▸ **EXERCÍCIO BREVE 1**
Verifique se cada afirmação concorda com o trecho sobre Constantino e responda sim ou não, citando literalmente as palavras decisivas do trecho. (a) O edito de Milão tornou o cristianismo a religião oficial do império romano. (b) Leithart pretende isentar o governo de Constantino de erros. (c) A avaliação de Eusébio de Cesareia é apresentada como mais entusiasmada.

Ele não usou a religião para unificar
seu império, como se fosse algum tipo
de externalidade. A religião e suas funções estavam vinculadas à vida romana pública e privada.
Portanto, a conversão de Constantino também significou mudança política; não
por causa de alguma mistura original, odiosa de teologia e império, mas porque
a Roma do quarto século não conhecia nada diferente.
Aqui
começa a se desnudar a deficiência fundamental da tese de que “o cristianismo é
uma invenção de Constantino”: falta-lhe a consciência histórica, absolutamente
fundamental no processo de maturação intelectual de qualquer indivíduo. A
aliança entre o império romano sob Constantino e a Igreja não foi friamente
conspirada por bispos sedentos de poder e o imperador. Foi uma decorrência
natural da conversão de Constantino.
Sua
conversão foi sincera? O império melhorou em algum aspecto após a
“cristianização”? Leithart argumenta que sim – e “convincentemente”, segundo a
adjetivação de Hauerwas. Ele aponta que, após a visão de Constantino da cruz
com a frase “In hoc signo vinces”
(“Sob este símbolo vencerás”), o helênico se tornou um cristão verdadeiro e,
tendo compreendido que Jesus era o fim do sacrifício, “dessacrificiou” a ordem
política romana. É bom lembrar que, ao contrário do que muitos dizem, não foi o
edito de Milão (do ano 313) que tornou o cristianismo a religião oficial do
império romano, mas o edito de Tessalônica, publicado em 380 por Teodósio. O
primeiro apenas tirou os cristãos da clandestinidade. Mas Leithart não pretende
isentar o governo de Constantino de erros. Pelo contrário: a imagem que ele usa
é de que o império sob Constantino recebeu a Igreja dentro de si e permitiu ser
batizado por ela; tratando-se de um “batismo infantil” (não uma conversão
repentina ou completa), ele foi apenas um começo.
A
avaliação do historiador Eusébio de Cesareia é mais entusiasmada:
Assim, depois que toda a tirania havia
sido finalmente purgada, o império foi com justiça conservado firme e sem rival
a Constantino e seus filhos. Os quais, em primeiro lugar eliminando aquela
inimizade contra Deus mostrada pelos governantes anteriores, sensíveis às
misericórdias a eles conferidas por Deus, também mostraram seu amor pela
religião e por Deus, com devoção e
gratidão a Ele pelas obras e operações que apresentaram à vista do mundo
inteiro. (CESAREIA, Eusébio de. “História Eclesiástica: Os Primeiros Quatro Séculos da Igreja Cristã”.
Rio de Janeiro: CPAD, 1999, p. 403).

▸ **REGISTROS FORNECIDOS**
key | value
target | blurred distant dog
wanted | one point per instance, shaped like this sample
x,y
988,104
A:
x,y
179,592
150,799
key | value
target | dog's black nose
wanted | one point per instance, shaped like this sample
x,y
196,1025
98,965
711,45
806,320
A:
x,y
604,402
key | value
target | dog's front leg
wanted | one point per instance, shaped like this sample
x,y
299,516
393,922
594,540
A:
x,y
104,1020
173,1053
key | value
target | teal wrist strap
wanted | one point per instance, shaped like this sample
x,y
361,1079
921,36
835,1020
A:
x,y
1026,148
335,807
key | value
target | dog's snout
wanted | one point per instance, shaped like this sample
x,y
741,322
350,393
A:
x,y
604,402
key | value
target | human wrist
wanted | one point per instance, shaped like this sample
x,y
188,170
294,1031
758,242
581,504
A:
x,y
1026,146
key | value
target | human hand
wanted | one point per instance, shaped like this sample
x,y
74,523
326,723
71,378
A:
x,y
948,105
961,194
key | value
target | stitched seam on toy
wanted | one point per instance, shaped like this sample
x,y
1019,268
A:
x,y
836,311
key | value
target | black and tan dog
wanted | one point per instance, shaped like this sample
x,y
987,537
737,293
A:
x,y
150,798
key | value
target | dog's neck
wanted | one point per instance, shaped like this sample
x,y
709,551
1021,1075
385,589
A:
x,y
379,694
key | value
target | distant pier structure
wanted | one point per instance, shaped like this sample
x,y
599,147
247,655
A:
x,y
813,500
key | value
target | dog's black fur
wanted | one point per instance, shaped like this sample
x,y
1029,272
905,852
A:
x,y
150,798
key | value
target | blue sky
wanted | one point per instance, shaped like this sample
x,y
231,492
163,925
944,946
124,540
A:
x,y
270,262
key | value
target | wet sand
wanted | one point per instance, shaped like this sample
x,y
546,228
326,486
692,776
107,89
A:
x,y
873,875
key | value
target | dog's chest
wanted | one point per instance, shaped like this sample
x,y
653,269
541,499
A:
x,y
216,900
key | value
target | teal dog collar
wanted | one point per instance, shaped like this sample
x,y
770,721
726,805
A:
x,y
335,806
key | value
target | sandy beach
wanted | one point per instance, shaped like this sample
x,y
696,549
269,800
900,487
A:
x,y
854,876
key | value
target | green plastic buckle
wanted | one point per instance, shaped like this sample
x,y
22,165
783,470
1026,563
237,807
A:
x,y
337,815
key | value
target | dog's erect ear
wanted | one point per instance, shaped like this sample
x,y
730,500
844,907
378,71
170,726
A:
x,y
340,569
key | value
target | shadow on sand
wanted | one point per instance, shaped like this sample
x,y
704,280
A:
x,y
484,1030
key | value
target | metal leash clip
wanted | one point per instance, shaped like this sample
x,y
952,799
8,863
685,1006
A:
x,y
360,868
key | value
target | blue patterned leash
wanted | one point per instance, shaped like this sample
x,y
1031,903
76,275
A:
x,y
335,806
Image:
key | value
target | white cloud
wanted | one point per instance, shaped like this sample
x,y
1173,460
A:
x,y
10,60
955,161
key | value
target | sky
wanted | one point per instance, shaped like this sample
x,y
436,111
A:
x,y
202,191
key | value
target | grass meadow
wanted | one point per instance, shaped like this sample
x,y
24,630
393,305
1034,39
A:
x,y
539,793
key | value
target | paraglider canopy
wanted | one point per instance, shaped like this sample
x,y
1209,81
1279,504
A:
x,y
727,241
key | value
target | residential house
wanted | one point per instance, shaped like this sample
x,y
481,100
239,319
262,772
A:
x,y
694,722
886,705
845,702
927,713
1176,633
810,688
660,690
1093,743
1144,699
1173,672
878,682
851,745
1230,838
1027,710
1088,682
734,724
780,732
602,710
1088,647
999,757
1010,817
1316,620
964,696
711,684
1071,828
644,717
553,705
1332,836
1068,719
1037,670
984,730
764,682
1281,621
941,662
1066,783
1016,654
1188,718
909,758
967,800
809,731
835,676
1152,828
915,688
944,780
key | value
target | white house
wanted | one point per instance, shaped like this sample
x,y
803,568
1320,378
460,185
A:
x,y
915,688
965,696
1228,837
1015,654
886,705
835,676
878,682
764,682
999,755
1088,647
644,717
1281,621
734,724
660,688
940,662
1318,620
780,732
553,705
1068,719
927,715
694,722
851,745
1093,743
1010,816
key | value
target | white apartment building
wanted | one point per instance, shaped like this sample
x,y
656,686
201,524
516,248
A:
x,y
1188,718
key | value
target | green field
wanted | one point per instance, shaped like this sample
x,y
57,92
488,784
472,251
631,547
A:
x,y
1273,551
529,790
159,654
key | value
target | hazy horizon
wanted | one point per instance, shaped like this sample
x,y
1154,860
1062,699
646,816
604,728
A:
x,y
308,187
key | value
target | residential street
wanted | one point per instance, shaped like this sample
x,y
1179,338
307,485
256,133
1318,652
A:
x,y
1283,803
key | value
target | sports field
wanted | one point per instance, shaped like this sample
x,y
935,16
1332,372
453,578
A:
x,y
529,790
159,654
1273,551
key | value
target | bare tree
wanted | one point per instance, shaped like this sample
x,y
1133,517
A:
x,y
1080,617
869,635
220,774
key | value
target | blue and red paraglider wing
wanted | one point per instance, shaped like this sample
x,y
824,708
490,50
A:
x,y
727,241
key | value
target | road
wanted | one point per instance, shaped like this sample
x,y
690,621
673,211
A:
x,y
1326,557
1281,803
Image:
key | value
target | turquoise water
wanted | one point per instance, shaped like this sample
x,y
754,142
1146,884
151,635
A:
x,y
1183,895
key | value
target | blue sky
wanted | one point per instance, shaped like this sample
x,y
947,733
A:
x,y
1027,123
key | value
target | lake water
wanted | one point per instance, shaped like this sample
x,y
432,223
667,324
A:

▸ **EXERCÍCIO BREVE 2**
Informe, copiando-as integralmente, todas as linhas dos registros que contêm a palavra "green".

▸ **RESPOSTA DO EXERCÍCIO 1**
(a) Não: "não foi o edito de Milão (do ano 313) que tornou o cristianismo a religião oficial do império romano"
(b) Não: "Mas Leithart não pretende isentar o governo de Constantino de erros."
(c) Sim: "A avaliação do historiador Eusébio de Cesareia é mais entusiasmada"

▸ **RESPOSTA DO EXERCÍCIO 2**
target | green plastic buckle
target | green field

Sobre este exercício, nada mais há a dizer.